[EXERCISE PROMPT]
Using the records below, write out again exactly the lines that begin at the line containing "Target: shoreline" and end at the line containing "Locate the sandy beach", and no other lines.

[Items from a data source]
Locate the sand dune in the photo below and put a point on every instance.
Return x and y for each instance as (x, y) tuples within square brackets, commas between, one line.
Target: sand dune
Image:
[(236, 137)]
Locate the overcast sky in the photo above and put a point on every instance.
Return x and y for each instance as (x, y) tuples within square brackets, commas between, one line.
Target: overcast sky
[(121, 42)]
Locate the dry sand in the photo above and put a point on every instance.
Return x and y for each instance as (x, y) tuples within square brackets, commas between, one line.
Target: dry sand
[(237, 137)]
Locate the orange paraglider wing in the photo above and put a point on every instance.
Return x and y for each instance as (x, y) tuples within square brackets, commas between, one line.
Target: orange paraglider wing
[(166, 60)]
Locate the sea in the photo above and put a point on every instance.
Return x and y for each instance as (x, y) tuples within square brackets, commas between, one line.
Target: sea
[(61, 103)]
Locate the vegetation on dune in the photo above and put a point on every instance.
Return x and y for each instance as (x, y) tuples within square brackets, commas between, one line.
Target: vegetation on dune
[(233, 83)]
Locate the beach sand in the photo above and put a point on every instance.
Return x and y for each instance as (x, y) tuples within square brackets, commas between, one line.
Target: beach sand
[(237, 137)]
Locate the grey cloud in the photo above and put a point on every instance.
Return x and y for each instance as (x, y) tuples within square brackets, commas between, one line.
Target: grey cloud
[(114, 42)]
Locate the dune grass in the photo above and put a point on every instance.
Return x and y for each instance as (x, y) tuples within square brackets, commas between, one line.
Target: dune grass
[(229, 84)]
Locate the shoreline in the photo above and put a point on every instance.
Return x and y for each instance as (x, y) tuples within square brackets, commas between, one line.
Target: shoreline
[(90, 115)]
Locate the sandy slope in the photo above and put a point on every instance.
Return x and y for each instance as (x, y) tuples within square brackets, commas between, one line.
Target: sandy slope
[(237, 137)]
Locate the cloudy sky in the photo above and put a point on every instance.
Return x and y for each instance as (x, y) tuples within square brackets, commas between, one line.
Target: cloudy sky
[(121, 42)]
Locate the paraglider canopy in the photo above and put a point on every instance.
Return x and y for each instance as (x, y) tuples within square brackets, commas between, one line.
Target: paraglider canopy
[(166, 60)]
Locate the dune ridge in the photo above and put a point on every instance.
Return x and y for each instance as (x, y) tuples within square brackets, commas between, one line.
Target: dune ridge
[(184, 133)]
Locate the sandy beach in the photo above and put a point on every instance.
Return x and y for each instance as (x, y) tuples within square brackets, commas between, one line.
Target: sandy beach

[SOLUTION TO THIS TASK]
Target: shoreline
[(90, 115)]
Locate the sandy slope in the photo above and put a point on every instance.
Return x and y for each instance as (x, y) tuples within square brackets, commas between, one line.
Target: sandy slope
[(237, 137)]
Locate the cloudy sky in the photo above and put a point on every instance.
Return x and y for each instance as (x, y) tuples within square brackets, commas between, one line.
Target: cloudy sky
[(121, 42)]
Locate the paraglider canopy in the photo above and put a point on every instance.
Return x and y for each instance as (x, y) tuples within square brackets, commas between, one line.
Target: paraglider canopy
[(166, 60)]
Locate the dune ridge in the photo above and put a point on every instance.
Return x and y for each instance as (x, y) tuples within square brackets, commas between, one line.
Target: dune ridge
[(184, 133)]
Locate the sandy beach in the photo above and put a point on every instance.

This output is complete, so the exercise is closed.